### [Text shown]
——————————

Some political groups have already begun promoting "exclusionary" messages about protecting Myanmar's national culture and religion, she said.
The problem could be exacerbated by the upcoming results of national census conducted earlier this month, which will be the first full count of Myanmar's population in 30 years and will produce data about ethnic demographics.
Preliminary finding from the census are expected in July 2014, with final results in early 2015.
The census “could show that there are more Muslims in the country than people knew about,” Hayward said.
Some civil society groups have also led efforts to start anti-hate speech campaigns, she said, saying that more efforts like those would be needed in the coming months.
“In the short term, in the next two years, we need Buddhist monks, Muslim imams, and a lot of other civil society and influential celebrities speaking out against hate speech and promoting coexistence as a way to ensure resilience, in the midst of the census and the campaign season,” she said.
Long-term problem
Strengthening Myanmar’s police could also help improve responses to emerging tensions, said Win Min, a research fellow at the Centre for Economic and Social Development of the Myanmar Development Resource Institute.

——————————

### [Work to do]
a. Reproduce the passage on Myanmar from "Preliminary finding from" to "Development Resource Institute.".
b. According to the passage on Myanmar, when are the preliminary findings from the census expected?
c. Extend the passage on Myanmar's census and hate speech, picking up after its last sentence.

——————————

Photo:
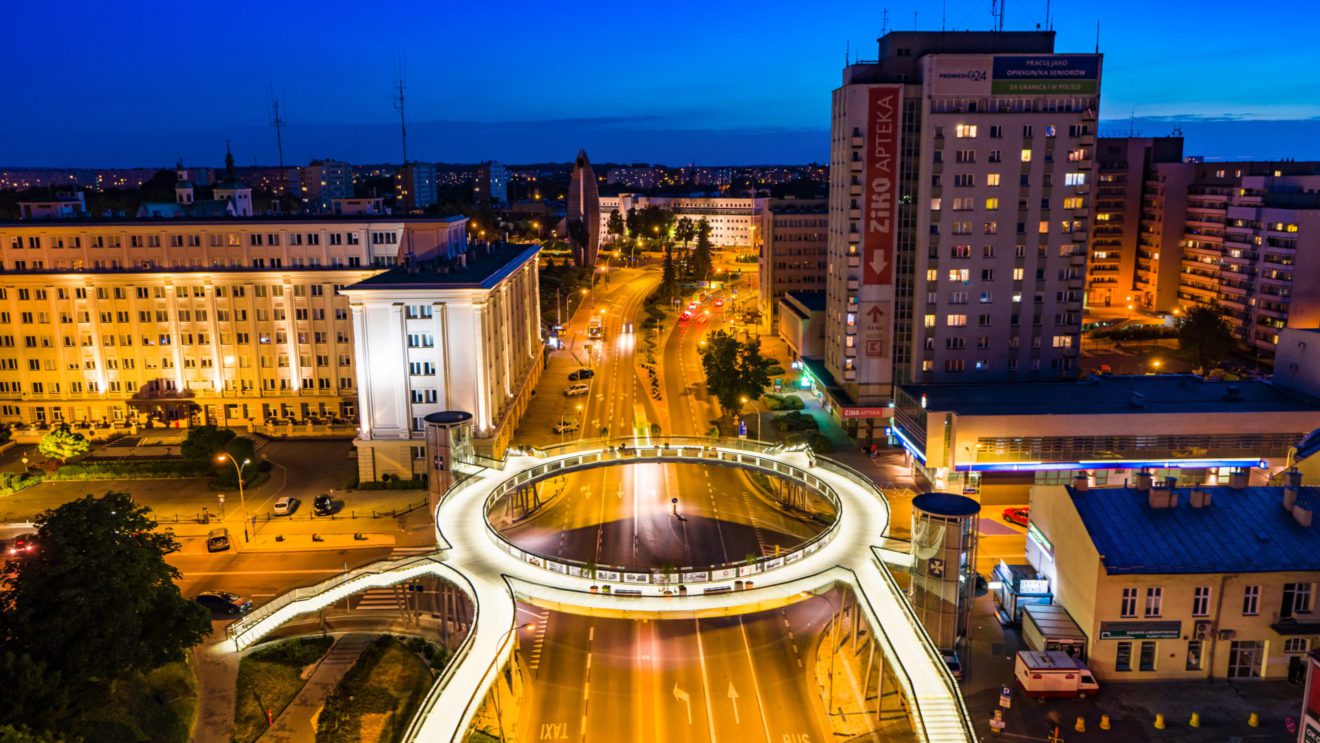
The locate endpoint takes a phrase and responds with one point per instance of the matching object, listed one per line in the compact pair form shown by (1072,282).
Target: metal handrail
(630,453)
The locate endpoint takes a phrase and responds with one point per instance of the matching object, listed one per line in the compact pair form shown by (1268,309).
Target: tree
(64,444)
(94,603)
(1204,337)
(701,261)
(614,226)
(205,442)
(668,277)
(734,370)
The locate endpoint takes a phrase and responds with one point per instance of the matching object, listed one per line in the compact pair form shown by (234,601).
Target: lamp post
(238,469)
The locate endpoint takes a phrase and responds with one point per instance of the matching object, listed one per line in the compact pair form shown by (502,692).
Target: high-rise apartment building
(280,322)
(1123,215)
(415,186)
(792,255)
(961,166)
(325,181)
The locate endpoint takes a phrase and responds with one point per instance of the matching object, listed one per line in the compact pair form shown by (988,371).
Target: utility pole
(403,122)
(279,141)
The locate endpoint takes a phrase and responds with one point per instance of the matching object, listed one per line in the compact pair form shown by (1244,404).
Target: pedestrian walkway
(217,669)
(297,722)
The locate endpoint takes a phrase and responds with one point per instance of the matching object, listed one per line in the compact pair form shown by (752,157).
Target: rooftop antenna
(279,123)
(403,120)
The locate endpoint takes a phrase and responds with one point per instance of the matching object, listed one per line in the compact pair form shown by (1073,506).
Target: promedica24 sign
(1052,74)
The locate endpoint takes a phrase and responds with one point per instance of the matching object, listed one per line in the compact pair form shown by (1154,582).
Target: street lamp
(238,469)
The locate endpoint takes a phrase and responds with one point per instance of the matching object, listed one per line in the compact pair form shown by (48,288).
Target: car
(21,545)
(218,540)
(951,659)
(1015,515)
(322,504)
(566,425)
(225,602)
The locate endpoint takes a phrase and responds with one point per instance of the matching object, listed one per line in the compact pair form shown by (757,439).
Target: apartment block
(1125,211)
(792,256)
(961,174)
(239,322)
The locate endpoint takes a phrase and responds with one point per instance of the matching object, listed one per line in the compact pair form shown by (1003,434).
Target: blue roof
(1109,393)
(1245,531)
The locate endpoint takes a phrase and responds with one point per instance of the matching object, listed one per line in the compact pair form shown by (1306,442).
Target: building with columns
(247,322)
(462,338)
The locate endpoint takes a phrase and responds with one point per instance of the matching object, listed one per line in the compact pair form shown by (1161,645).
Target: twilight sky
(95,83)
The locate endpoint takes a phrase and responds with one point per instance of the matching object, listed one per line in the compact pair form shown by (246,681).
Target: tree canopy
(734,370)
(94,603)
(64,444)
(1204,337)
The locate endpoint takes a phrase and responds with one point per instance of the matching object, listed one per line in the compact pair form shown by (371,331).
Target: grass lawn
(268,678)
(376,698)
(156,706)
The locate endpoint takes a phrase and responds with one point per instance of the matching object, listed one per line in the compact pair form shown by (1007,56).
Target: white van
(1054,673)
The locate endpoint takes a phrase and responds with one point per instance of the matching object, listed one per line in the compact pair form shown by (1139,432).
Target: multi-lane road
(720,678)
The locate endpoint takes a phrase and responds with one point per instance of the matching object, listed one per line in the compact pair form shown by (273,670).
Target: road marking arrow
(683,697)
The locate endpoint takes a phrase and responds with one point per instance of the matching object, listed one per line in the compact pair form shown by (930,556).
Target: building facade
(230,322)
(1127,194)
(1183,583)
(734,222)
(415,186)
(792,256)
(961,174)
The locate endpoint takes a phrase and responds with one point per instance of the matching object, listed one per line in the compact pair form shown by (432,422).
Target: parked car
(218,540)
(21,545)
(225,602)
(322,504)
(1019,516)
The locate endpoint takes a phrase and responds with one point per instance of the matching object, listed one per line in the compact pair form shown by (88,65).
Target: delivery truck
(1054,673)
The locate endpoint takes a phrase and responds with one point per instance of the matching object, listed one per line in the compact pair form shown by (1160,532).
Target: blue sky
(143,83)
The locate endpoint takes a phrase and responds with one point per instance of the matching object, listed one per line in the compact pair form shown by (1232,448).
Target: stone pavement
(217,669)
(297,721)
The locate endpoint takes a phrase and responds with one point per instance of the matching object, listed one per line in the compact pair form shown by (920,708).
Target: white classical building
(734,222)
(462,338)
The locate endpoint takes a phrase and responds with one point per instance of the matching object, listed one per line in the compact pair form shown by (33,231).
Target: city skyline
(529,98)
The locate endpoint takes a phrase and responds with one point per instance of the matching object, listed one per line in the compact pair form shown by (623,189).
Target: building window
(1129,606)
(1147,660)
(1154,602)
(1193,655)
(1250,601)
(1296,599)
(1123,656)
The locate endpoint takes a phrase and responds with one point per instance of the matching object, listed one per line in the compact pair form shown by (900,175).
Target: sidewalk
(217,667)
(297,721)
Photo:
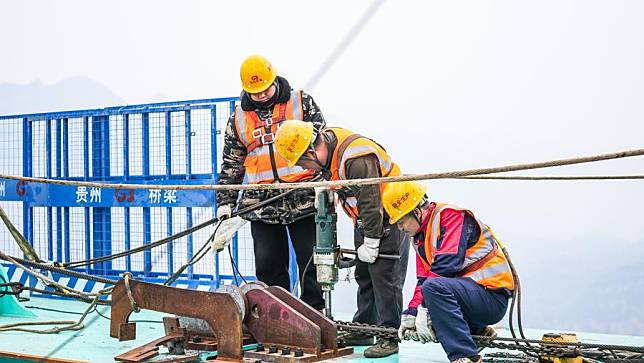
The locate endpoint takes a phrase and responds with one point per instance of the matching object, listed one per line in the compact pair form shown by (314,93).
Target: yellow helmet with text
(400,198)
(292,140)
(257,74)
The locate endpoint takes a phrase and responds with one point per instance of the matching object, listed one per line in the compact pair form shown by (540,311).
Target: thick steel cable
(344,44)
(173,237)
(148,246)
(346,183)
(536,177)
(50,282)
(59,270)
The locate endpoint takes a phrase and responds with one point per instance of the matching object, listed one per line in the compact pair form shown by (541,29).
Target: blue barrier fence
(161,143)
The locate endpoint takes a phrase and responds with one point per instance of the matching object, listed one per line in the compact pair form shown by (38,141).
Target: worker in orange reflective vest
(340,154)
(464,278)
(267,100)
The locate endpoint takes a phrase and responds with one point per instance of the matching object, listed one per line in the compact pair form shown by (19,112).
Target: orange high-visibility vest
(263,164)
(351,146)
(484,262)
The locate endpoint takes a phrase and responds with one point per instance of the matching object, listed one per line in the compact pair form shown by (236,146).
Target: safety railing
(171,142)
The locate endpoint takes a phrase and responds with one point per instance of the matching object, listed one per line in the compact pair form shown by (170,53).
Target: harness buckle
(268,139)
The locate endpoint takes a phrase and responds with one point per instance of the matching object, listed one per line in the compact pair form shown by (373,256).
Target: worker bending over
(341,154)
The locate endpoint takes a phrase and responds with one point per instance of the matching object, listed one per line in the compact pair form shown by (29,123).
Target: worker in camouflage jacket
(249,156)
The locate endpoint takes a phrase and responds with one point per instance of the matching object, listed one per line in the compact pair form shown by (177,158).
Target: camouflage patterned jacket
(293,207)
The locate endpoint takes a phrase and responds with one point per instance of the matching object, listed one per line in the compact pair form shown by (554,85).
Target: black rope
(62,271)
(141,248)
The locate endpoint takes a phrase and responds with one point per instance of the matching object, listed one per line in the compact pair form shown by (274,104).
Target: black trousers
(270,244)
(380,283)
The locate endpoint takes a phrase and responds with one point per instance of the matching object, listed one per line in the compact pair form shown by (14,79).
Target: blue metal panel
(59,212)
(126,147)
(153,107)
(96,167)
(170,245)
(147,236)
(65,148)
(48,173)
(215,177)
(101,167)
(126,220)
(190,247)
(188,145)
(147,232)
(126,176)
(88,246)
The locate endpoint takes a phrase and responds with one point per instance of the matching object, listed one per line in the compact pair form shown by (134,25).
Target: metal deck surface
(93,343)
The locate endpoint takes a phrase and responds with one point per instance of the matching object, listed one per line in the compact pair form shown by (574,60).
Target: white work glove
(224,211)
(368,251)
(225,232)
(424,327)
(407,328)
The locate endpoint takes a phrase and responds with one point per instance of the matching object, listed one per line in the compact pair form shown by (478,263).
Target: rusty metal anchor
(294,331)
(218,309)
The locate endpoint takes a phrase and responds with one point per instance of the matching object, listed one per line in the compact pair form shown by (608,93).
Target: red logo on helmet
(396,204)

——————————

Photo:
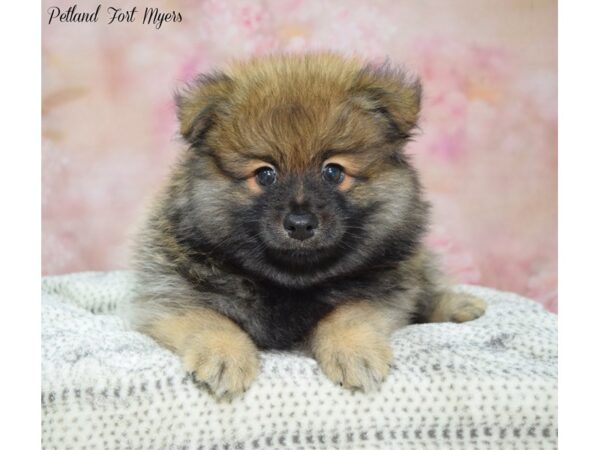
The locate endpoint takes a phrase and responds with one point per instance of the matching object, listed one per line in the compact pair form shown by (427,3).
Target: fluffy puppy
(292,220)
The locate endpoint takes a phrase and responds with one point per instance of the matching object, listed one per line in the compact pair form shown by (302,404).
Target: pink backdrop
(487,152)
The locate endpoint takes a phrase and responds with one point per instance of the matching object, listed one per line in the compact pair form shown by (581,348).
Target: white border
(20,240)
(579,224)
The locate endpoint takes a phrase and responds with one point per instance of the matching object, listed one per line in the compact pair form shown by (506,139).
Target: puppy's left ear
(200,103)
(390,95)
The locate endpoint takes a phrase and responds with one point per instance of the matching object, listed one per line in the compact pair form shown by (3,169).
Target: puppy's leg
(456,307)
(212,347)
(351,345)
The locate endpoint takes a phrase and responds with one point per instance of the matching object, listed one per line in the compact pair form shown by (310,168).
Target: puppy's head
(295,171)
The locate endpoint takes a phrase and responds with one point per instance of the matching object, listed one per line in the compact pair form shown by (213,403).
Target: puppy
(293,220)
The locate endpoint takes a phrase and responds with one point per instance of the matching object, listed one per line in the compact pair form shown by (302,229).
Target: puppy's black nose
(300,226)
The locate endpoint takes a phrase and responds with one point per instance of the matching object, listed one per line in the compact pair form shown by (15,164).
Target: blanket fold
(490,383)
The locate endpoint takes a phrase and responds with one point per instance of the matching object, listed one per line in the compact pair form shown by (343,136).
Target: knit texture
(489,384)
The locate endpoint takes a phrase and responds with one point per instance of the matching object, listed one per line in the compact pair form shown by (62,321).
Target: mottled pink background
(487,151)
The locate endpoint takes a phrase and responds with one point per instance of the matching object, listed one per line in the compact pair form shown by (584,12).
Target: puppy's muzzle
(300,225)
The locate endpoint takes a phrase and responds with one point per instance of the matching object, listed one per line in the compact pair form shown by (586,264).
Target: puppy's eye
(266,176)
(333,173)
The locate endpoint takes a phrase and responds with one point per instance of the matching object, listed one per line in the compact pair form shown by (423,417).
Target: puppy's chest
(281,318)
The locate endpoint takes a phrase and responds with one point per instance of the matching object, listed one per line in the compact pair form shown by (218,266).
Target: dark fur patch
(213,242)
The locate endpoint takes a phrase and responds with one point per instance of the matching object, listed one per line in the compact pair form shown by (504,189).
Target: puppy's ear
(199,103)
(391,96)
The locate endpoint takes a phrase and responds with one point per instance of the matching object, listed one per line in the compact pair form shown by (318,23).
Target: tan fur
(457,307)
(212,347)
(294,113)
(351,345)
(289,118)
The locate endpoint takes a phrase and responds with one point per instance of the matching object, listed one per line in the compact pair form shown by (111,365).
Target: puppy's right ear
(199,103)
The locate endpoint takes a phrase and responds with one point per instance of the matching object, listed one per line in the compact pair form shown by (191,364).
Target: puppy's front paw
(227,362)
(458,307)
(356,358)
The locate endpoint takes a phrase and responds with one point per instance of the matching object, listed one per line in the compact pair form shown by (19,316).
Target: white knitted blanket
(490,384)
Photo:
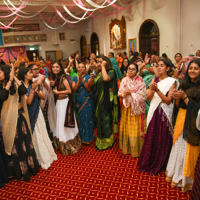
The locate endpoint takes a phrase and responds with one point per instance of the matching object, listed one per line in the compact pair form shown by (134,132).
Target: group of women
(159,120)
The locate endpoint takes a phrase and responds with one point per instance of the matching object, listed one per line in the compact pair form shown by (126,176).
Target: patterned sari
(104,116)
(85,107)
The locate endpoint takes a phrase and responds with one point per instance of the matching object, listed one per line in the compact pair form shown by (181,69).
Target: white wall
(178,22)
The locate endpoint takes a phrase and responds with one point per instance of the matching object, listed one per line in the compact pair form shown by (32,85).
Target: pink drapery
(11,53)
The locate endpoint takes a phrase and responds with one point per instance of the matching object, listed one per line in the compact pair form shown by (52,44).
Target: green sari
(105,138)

——————————

### [Answers to the tasks]
a.
Preliminary finding from the census are expected in July 2014, with final results in early 2015.
The census “could show that there are more Muslims in the country than people knew about,” Hayward said.
Some civil society groups have also led efforts to start anti-hate speech campaigns, she said, saying that more efforts like those would be needed in the coming months.
“In the short term, in the next two years, we need Buddhist monks, Muslim imams, and a lot of other civil society and influential celebrities speaking out against hate speech and promoting coexistence as a way to ensure resilience, in the midst of the census and the campaign season,” she said.
Long-term problem
Strengthening Myanmar’s police could also help improve responses to emerging tensions, said Win Min, a research fellow at the Centre for Economic and Social Development of the Myanmar Development Resource Institute.

b. July 2014

c.
Setting up information centers to stop inflammatory rumors from spreading could also help violence from getting out of hand, he said.
But in the longer term, Myanmar will have to address violence that has deep roots in Myanmar’s history, dating back to ethnically divisive policies under British colonial rule, he said.
“Many ethnic and religious groups consider other groups a threat to their existence,” Win Min said.
“All of our political systems have had that intolerance,” he said, noting that even under the democratic government in power in Myanmar’s early years of post-colonial independence, leaders practiced an “exclusion policy” that sidelined some ethnic groups.
Myanmar will need to improve its education system, which deteriorated under decades of military rule, and strengthen the rule of law in order to address the deeper causes in the long run, he said.